◆ **WHAT IS BEING ASKED**: Copy every line of the listing below, from the line containing "Annotate every instance of the green hard" through the end of the listing, and shift each x and y point coordinate up by 88.
* start RECORDS SUPPLIED *
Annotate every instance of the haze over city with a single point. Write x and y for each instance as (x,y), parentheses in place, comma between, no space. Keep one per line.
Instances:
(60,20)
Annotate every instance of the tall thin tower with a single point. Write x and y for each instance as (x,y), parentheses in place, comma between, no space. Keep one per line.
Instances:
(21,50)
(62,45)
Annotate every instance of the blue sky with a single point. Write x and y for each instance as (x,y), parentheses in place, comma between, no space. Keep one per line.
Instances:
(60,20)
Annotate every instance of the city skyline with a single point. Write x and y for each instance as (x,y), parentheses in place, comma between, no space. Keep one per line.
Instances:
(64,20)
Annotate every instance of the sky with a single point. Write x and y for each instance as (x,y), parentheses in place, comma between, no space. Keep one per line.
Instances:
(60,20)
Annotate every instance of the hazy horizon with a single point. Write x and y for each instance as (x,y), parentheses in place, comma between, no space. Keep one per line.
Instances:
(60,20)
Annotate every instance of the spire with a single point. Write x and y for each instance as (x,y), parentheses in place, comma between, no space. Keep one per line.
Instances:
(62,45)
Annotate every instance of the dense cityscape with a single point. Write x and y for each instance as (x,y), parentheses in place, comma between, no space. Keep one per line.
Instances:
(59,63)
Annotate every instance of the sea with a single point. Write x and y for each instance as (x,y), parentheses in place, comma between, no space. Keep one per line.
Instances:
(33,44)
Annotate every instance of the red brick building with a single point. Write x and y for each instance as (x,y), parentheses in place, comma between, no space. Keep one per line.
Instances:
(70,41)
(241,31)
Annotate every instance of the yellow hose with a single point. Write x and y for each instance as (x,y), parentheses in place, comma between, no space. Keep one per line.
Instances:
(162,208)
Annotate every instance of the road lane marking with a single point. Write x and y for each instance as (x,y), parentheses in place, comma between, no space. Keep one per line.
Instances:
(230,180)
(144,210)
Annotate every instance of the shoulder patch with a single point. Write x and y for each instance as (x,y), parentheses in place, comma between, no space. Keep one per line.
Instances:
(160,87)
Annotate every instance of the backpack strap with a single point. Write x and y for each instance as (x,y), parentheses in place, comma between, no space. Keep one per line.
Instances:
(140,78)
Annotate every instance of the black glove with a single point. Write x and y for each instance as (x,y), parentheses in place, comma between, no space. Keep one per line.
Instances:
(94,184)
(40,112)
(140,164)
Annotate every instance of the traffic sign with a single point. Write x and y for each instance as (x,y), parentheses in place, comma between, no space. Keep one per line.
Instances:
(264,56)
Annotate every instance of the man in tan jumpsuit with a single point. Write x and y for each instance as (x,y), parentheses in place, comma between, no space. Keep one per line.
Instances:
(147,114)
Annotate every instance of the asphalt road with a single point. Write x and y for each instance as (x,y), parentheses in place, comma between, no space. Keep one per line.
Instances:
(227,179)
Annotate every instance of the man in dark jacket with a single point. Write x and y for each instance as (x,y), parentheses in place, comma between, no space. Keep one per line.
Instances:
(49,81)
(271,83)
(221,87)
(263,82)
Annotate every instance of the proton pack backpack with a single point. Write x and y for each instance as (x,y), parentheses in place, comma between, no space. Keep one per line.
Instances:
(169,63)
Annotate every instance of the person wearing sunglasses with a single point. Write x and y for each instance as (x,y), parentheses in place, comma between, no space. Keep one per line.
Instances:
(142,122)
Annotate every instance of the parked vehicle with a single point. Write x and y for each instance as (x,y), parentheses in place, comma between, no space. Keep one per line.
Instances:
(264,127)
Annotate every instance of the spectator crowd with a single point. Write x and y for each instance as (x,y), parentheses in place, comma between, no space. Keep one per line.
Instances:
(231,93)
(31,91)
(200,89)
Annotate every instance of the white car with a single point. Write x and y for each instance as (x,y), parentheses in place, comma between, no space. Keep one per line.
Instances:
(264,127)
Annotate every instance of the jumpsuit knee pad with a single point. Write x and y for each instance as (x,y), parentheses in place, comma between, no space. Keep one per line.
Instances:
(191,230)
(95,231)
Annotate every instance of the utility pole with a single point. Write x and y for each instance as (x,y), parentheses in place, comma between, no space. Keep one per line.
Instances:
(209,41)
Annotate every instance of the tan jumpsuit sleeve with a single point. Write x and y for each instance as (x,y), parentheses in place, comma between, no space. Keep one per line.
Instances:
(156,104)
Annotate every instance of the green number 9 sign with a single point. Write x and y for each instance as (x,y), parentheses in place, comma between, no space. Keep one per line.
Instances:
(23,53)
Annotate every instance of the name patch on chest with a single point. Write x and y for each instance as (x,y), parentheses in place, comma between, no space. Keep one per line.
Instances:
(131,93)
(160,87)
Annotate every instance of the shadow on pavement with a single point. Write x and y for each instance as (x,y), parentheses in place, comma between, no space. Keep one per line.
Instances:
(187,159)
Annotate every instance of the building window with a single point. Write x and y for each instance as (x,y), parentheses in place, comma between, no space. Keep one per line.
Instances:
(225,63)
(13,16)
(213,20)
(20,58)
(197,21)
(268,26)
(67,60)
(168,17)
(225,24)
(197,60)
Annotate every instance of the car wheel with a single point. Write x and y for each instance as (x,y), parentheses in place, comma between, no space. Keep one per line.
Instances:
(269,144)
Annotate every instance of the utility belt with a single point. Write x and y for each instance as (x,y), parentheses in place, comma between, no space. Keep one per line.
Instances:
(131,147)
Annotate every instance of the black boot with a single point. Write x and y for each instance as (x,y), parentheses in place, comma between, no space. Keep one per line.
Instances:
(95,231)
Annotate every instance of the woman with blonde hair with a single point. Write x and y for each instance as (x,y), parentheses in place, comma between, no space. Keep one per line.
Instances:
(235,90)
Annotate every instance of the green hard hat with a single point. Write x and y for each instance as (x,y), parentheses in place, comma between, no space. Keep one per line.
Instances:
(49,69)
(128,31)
* end RECORDS SUPPLIED *
◆ **FINISHED TASK**:
Annotate every instance of the green hard hat with a single point. Write x and y for each instance as (x,y), parentheses in place, comma between, no space. Keep one per line.
Instances:
(137,157)
(216,119)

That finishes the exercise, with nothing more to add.